-- Activities --
1. Duplicate everything in the homeschool prom blog post from "Philip tells me" down to "on my blog.".
2. Answer these questions about the homeschool prom blog post:
(a) Which state is Gabbie moving to?
(b) How many times will the writer have attended the spring dance, counting this year?
(c) What does a group of homeschool guys and girls usually do before heading over to the dance?
3. Continue the blog post about homeschool prom from its final sentence.

Wednesday, April 17, 2013

More than roses

Two weeks until prom! It sounds dumb coming from a homeschooler, I know. And no, I am not having prom in my living room. Every year, the homeschool group in Tricities puts on a Prom for the teens.

This will be my third year attending the spring dance, but it won't feel as fun this time. The past two years, my friend Gabbie and I have danced our socks off together. But this year, Gabbie is moving to Idaho, and she will be busy that night with something else. Even worse, the night of the dance is the night before she leaves. I was super bummed, but Gabbie encouraged me to go to the dance without her because I had already made previous commitments to go. I will miss Gabbie's beautiful face, but I think everything’s going to work out. At least I hope so!


                                         Homeschool Prom 2012
                   Top (l to r): James, Gabbie, Lizzy M, me, Lizzy A, Danny, Noah
                   Bottom (l to r): Zach, Joe, Rachel
                   (there were probably at least 100 more teens at the dance, including
                    several other friends who, sadly, weren't in the picture)

High school prom can be the best time of your life. Or the worst. Some people look back on high school dances and recall the wonderful memories with friends, smiling at the cute dress and shoe choices. Others look at photos and shudder, exclaiming how "I can't believe I did my hair like that" or wondering "Why did I go with that guy I didn't even like?"

Fortunately for me, I've never had to deal with "going with guys I don't like" because, frankly, most homeschoolers in Tricities won't date. Not even for prom. Rather, a group of guys and girls will usually meet for dinner beforehand, then head over to the dance.

Even though no one "officially" takes a date to the prom, it doesn't mean there aren't some of those who single out the person they like... You know the type. They aren't allowed to date, so they go in a group and then spend excessive amounts of time together. Sometimes you just want to shout, "Just sit at your own table, you lovebirds!" But these people are your friends, so you don't ;)

Yes, I admit it. I make fun of twitterpated people, as you can see from my last post. I get the biggest kick out of googley-eyed, drooling couples. People in love are so oblivious. Why not make the most of their absent-mindedness? Needless to say, my friends and siblings put up with a lot of teasing from me.

Philip tells me he can't wait until I get a boyfriend. I smugly assure him that I'll never act so head-over-heels as him and Steph do. But they both just laugh at me and tell me one day, I'll understand. Then they can get back at me for all the times I posted cheesy pictures of them on my blog.

Oh, I get my share of teasing too. But no one ever knows if they've got it right... I'm very reserved about my feelings, so nobody can tease me too bad because they can never figure out what's going through my head.

It's all funny now, but what about when it's actually time to get serious? When I open myself up to being in a relationship, it's not going to be a joke. When I fall in love for the first time, I think I will be scared to death. And I don't want people poking fun at that.

-- Given information --
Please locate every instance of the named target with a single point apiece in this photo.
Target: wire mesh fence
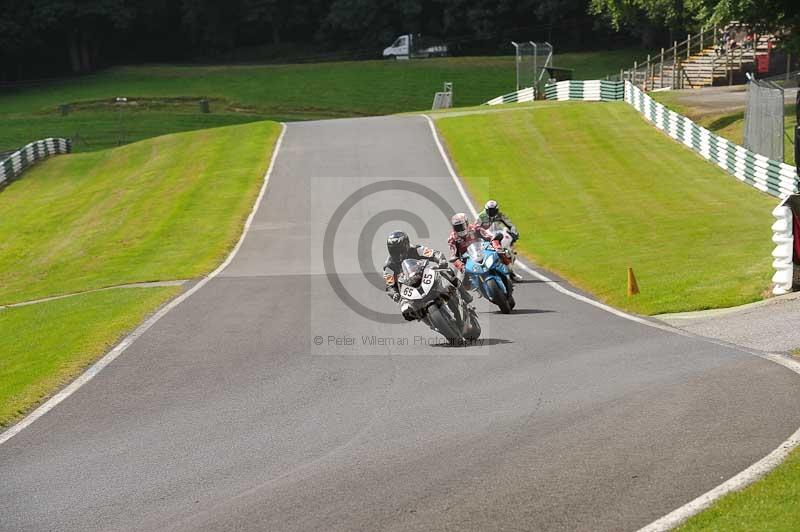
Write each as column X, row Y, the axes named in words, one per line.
column 763, row 119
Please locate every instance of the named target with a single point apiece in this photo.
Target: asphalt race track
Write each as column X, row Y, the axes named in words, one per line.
column 269, row 401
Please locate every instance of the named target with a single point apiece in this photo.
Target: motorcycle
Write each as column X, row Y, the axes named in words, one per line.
column 429, row 294
column 485, row 270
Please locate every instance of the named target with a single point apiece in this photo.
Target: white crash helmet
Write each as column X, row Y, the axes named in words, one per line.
column 460, row 224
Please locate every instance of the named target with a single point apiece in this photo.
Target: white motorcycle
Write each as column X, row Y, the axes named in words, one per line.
column 429, row 294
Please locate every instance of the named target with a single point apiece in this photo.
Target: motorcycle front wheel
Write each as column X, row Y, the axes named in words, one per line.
column 499, row 297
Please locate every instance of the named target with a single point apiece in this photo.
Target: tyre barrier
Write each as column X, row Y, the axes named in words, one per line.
column 16, row 163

-- Results by task --
1.
Philip tells me he can't wait until I get a boyfriend. I smugly assure him that I'll never act so head-over-heels as him and Steph do. But they both just laugh at me and tell me one day, I'll understand. Then they can get back at me for all the times I posted cheesy pictures of them on my blog.

2.
(a) Idaho.
(b) Three times.
(c) They meet for dinner.

3.
But so far, I haven't met that special someone, even though I've been prodded to "go get a boyfriend", and specifically told "a great place to find guys is at the mall". It used to bother me to spend Valentine's day, proms and dances without a guy. But I would rather be alone than do the dumb dating thing. When I give my heart away, it's going to be for real. And my love is going to last way after the prom.

A great example to me of true love is my cousin April and her husband Jon. April just had twins five months ago. The couple spent weeks in the hospital because the girls were a month premature. In the middle of the night, April gets up to feed and soothe whenever they cry. Jon helps as much as he can until he goes to work and then when he comes home after work.Those two feed, change, bounce, and cuddle those girls without relenting. Throughout the exhaustion and frustration of parenting, the love radiating through them is unbelievable. April homeschools her three other children and manages the whole household, while still comforting kindly and keeping all the kids in line. That kind of sacrifice radiates true love.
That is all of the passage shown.